### THE TASK
Rewrite the passage from the piece on Michael C. Hall's Bangladesh episode that opens with "It’s been eight" and closes with "admirable, world-changing purpose.", changing "lumberjack" to "woodcutter".
-------- DOCUMENT EXCERPT --------
It’s been eight months since Michael C. Hall was last seen on Showtime, and he wasn’t doing much good for the world. Or, rather, Dexter Morgan, the fictional serial killer he played for eight seasons on Dexter, wasn’t, having secluded himself as a lumberjack after butchering countless people and ruining the lives of others. Tonight, though, Hall is back on the network as himself and with an admirable, world-changing purpose.

In the latest installment of Showtime’s documentary series Years of Living Dangerously, Hall heads to Bangladesh to see firsthand just how serious the issue of climate change in that foreign, unfamiliar country. Rising sea levels are getting to the dangerous point of forcing upwards of 150 million people to flee to safer parts of the world, ratcheting up global migration to unmanageable degrees and also potentially causing devastating floods and widespread diseases.

With Hall as a wide-eyed guide, viewers will get a personalized look at the strong-willed Bangladeshi people at the heart of the matter, continuing Years of Living Dangerously’s overall mission of channeling crucial world issues through celebrity correspondents like Ian Somerhalder (The Vampire Diaries), Arnold Schwarzenegger, Matt Damon, Olivia Munn, and Harrison Ford.

While promoting his knockout indie thriller/neo-noir flick Cold in July two weeks back, Hall reflected on his journey to Bangladesh and the impact it had on him.

Like a lot of people, I recognize and appreciate that it’s as fundamental and pressing an issue as we face. I’m frustrated, as an individual, with a sense of powerlessness and an inability to do anything about it. So when I was invited to take part in this, I jumped at it. It’s a story worth telling; it’s a story that people need to hear. It was actually right on the heels of Cold in July. Shortly after we finished shooting that, I went to Bangladesh and did this. It was an eye-opener. I hope it’s something that people will watch not only on Showtime, but elsewhere, too, because it gives a comprehensive sense of the issue’s depth and breadth.
-------- GIVEN DATA --------
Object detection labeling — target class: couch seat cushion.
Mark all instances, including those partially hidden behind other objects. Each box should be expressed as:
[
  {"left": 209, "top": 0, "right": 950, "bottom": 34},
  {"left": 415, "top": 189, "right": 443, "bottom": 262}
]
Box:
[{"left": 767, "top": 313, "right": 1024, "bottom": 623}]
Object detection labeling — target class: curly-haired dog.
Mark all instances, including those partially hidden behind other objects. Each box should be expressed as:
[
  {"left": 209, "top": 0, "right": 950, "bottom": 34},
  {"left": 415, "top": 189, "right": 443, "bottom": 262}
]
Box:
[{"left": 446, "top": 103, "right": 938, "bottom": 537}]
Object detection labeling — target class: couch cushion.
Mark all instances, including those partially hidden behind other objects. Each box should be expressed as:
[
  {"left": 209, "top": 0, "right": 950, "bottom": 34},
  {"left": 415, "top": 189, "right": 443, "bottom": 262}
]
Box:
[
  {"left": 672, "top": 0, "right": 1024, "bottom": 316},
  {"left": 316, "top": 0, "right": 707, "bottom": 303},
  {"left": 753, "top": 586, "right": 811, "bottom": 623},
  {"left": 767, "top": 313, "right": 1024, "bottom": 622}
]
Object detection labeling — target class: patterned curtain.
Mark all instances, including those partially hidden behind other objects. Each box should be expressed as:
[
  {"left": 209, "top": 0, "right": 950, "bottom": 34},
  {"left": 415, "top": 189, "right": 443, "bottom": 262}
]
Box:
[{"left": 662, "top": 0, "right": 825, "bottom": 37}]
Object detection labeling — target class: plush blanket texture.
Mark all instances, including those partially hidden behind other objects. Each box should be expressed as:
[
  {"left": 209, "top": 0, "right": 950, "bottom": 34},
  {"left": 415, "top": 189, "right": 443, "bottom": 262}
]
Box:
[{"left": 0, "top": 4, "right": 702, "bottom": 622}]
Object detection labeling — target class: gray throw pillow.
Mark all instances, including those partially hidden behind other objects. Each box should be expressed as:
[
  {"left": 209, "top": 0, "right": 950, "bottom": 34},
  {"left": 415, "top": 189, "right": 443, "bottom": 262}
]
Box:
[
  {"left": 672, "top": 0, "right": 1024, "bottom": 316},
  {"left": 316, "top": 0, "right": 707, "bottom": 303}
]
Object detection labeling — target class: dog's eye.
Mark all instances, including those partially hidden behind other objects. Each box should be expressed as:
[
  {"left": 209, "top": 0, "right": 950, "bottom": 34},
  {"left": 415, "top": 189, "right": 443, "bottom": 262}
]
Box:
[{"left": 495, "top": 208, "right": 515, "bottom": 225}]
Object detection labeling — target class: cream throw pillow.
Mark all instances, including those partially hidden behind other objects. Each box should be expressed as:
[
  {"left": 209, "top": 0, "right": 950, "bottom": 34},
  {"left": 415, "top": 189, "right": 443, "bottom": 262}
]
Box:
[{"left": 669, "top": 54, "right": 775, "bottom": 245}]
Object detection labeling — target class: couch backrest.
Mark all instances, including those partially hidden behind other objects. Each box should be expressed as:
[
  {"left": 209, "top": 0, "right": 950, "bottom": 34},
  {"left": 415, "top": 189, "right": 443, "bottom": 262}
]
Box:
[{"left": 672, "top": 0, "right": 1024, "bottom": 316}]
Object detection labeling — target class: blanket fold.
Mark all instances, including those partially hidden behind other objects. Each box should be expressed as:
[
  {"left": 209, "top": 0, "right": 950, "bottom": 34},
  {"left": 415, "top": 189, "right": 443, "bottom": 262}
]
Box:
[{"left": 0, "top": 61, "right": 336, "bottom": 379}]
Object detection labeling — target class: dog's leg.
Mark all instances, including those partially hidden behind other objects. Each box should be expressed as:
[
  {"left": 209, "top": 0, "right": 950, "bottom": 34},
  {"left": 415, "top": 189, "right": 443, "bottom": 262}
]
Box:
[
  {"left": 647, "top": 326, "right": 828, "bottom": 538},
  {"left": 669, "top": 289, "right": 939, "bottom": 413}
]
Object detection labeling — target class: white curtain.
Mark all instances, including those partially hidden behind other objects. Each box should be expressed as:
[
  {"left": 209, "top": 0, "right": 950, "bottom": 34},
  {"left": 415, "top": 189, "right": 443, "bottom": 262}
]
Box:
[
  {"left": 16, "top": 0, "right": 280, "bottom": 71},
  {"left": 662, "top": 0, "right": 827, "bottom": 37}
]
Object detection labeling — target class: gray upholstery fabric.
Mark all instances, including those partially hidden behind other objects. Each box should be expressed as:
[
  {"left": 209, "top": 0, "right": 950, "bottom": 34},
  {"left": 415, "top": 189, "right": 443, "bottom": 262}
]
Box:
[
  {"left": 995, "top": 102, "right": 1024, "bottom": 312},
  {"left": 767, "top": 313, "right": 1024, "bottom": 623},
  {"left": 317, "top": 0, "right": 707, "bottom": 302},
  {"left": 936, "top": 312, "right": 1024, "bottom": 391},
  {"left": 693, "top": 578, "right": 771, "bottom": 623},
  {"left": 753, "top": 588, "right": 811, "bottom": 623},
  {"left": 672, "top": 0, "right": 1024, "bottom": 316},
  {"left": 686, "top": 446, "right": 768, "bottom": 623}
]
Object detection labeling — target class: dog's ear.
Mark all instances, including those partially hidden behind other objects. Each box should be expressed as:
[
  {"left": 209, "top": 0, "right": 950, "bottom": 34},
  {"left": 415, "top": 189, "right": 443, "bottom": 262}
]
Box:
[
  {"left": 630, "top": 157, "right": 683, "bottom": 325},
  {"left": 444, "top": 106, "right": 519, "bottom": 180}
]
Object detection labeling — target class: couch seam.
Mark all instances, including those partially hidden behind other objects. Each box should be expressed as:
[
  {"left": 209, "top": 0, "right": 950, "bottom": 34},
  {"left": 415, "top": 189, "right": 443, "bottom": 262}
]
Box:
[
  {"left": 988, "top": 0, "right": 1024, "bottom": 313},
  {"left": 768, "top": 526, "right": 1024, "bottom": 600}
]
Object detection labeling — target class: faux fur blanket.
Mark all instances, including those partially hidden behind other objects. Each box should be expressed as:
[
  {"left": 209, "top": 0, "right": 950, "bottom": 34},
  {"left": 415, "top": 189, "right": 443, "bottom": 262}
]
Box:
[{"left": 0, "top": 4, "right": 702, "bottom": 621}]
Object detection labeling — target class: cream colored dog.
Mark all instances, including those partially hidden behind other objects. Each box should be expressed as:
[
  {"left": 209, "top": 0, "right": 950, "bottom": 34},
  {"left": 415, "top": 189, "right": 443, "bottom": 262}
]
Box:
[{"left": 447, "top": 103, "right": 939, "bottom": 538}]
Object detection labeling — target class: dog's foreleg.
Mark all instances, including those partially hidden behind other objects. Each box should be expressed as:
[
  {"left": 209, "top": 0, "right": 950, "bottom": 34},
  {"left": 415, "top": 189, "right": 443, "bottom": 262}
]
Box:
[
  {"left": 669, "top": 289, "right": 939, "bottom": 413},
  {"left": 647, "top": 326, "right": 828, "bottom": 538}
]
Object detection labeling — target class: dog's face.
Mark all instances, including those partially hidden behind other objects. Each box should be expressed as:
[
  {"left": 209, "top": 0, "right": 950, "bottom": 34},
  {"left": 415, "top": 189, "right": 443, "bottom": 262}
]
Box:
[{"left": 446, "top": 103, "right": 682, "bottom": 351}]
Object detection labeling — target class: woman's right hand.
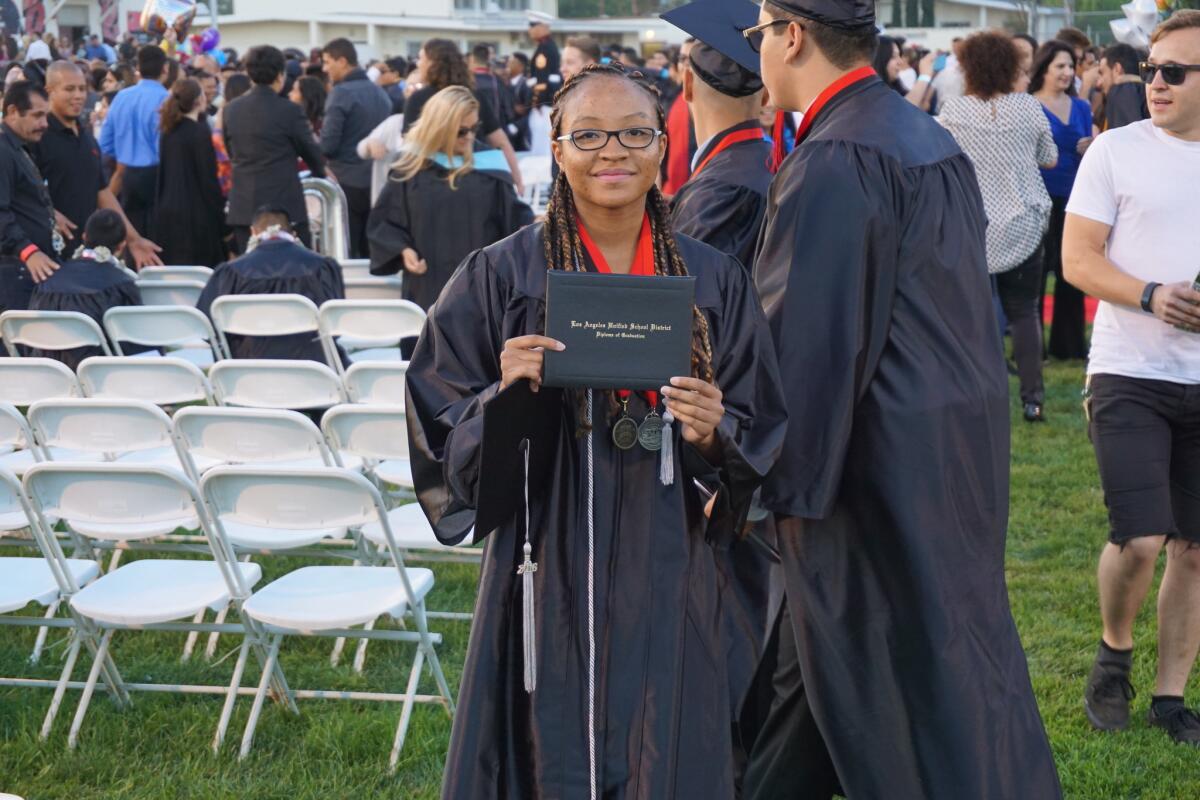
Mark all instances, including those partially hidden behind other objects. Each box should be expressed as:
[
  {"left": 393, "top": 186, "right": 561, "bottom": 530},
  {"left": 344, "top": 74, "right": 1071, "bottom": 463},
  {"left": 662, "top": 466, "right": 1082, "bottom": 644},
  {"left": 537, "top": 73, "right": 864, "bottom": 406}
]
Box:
--------
### ANSWER TO THE PROBLEM
It’s been eight months since Michael C. Hall was last seen on Showtime, and he wasn’t doing much good for the world. Or, rather, Dexter Morgan, the fictional serial killer he played for eight seasons on Dexter, wasn’t, having secluded himself as a woodcutter after butchering countless people and ruining the lives of others. Tonight, though, Hall is back on the network as himself and with an admirable, world-changing purpose.